== SOURCE EXCERPT ==
<<<<

## Using LSTMs to Classify the 20 Newsgroups Data Set
The 20 Newsgroups data set is a well known classification problem. The goal is to classify which newsgroup a particular post came from.  The 20 possible groups are:

`comp.graphics
comp.os.ms-windows.misc
comp.sys.ibm.pc.hardware
comp.sys.mac.hardware
comp.windows.x	rec.autos
rec.motorcycles
rec.sport.baseball
rec.sport.hockey	
sci.crypt
sci.electronics
sci.med
sci.space
misc.forsale	
talk.politics.misc
talk.politics.guns
talk.politics.mideast	
talk.religion.misc
alt.atheism
soc.religion.christian`

As you can see, some pairs of groups may be quite similar while others are very different.
The full dataset is given as a designated training set of size 11314 and test set of size 7532. The 20 categories are represented in roughly equal proportions, so the baseline accuracy is around 5%.

Steps include loading in the 20 newsgroups data (or parts of it), loading in the GloVe data, building the word embedding matrix, and building the LSTM model.

In [1]:
import warnings
warnings.filterwarnings('ignore')

In [2]:
import numpy as np

from sklearn.feature_extraction.text import TfidfVectorizer
from sklearn.naive_bayes import MultinomialNB
from sklearn import metrics

from keras.preprocessing import sequence
from keras.models import Sequential
from keras.layers import Dense, Embedding
from keras.layers import LSTM

import keras

from sklearn.datasets import fetch_20newsgroups
from keras.preprocessing.text import Tokenizer
from keras.preprocessing.sequence import pad_sequences

Using TensorFlow backend.


Load the newsgroups and store names in variable `categories`.

In [3]:
newsgroups_train = fetch_20newsgroups(subset='train')
newsgroups_test = fetch_20newsgroups(subset='test')

categories = list(newsgroups_train.target_names)
print(categories)

['alt.atheism', 'comp.graphics', 'comp.os.ms-windows.misc', 'comp.sys.ibm.pc.hardware', 'comp.sys.mac.hardware', 'comp.windows.x', 'misc.forsale', 'rec.autos', 'rec.motorcycles', 'rec.sport.baseball', 'rec.sport.hockey', 'sci.crypt', 'sci.electronics', 'sci.med', 'sci.space', 'soc.religion.christian', 'talk.politics.guns', 'talk.politics.mideast', 'talk.politics.misc', 'talk.religion.misc']


Select a random subset of newsgroups for further analysis and load data.

>>>>

== DATA RECORDS ==
<<<<

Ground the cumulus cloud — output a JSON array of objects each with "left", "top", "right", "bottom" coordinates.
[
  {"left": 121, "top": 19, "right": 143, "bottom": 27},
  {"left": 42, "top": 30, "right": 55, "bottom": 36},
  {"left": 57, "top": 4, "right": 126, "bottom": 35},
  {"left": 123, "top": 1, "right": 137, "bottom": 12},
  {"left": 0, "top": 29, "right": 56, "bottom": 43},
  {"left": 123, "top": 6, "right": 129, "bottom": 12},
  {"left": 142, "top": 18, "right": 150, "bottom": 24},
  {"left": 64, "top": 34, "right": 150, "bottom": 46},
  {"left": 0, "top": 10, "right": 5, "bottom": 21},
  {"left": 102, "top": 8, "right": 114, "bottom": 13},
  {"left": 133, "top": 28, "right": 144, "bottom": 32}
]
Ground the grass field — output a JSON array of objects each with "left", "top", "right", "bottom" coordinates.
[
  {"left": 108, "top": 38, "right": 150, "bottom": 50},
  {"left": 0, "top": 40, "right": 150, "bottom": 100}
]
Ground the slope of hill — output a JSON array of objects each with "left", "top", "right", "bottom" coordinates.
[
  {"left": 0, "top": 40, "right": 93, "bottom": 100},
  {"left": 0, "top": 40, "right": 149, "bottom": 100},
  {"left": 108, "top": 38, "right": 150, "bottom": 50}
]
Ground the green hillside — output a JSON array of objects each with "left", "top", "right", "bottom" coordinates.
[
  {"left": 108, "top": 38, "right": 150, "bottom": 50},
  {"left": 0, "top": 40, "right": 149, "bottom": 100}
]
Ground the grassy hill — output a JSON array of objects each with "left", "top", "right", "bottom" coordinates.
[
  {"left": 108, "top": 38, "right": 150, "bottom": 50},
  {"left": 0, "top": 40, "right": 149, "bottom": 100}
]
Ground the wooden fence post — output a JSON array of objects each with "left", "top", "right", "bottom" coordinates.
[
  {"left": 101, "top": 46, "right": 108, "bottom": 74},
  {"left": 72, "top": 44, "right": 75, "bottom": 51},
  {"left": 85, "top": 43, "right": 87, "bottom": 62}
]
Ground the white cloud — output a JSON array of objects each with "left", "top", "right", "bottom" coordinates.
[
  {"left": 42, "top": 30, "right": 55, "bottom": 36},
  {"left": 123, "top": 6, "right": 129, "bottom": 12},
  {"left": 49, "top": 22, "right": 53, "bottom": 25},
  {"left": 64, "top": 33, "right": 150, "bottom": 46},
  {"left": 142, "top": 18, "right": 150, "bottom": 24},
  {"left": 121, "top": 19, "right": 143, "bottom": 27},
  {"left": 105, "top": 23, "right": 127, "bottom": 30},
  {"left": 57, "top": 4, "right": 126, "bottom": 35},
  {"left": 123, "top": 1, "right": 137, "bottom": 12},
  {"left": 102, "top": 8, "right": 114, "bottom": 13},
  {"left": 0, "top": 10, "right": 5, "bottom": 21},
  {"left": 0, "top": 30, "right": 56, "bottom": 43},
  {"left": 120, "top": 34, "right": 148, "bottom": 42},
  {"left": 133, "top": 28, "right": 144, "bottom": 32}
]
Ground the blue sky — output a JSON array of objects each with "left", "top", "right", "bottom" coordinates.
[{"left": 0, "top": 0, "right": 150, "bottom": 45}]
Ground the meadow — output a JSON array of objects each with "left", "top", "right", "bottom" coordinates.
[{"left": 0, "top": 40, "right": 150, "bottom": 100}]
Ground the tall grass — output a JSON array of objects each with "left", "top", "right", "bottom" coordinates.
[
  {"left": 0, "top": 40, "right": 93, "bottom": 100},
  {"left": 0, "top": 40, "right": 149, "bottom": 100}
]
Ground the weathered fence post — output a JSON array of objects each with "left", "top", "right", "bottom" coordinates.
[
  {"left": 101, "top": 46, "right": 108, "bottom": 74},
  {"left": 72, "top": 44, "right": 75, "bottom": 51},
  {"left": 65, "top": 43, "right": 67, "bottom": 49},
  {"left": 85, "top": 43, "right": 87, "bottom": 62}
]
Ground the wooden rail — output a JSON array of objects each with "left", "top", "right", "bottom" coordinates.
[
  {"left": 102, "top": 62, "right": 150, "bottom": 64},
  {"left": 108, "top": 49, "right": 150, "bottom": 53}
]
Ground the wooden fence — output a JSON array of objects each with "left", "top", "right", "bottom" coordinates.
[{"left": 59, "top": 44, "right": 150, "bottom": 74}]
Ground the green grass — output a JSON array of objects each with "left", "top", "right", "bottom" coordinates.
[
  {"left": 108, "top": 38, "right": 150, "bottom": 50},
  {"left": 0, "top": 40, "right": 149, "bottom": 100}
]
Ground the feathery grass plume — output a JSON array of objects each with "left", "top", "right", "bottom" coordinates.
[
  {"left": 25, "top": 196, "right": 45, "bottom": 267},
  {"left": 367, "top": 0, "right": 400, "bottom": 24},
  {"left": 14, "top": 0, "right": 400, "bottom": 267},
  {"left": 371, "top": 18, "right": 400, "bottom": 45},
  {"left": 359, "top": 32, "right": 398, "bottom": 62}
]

>>>>

== BRIEF A ==
According to the newsgroups tutorial, what is the size of the designated training set?
== BRIEF B ==
Transcribe the part of the newsgroups tutorial that begins with the words containing "print(categories)" and ends with "and load data.".
The items aren't needed for this work.

== EXPECTED OUTPUT A ==
11314

== EXPECTED OUTPUT B ==
print(categories)

['alt.atheism', 'comp.graphics', 'comp.os.ms-windows.misc', 'comp.sys.ibm.pc.hardware', 'comp.sys.mac.hardware', 'comp.windows.x', 'misc.forsale', 'rec.autos', 'rec.motorcycles', 'rec.sport.baseball', 'rec.sport.hockey', 'sci.crypt', 'sci.electronics', 'sci.med', 'sci.space', 'soc.religion.christian', 'talk.politics.guns', 'talk.politics.mideast', 'talk.politics.misc', 'talk.religion.misc']


Select a random subset of newsgroups for further analysis and load data.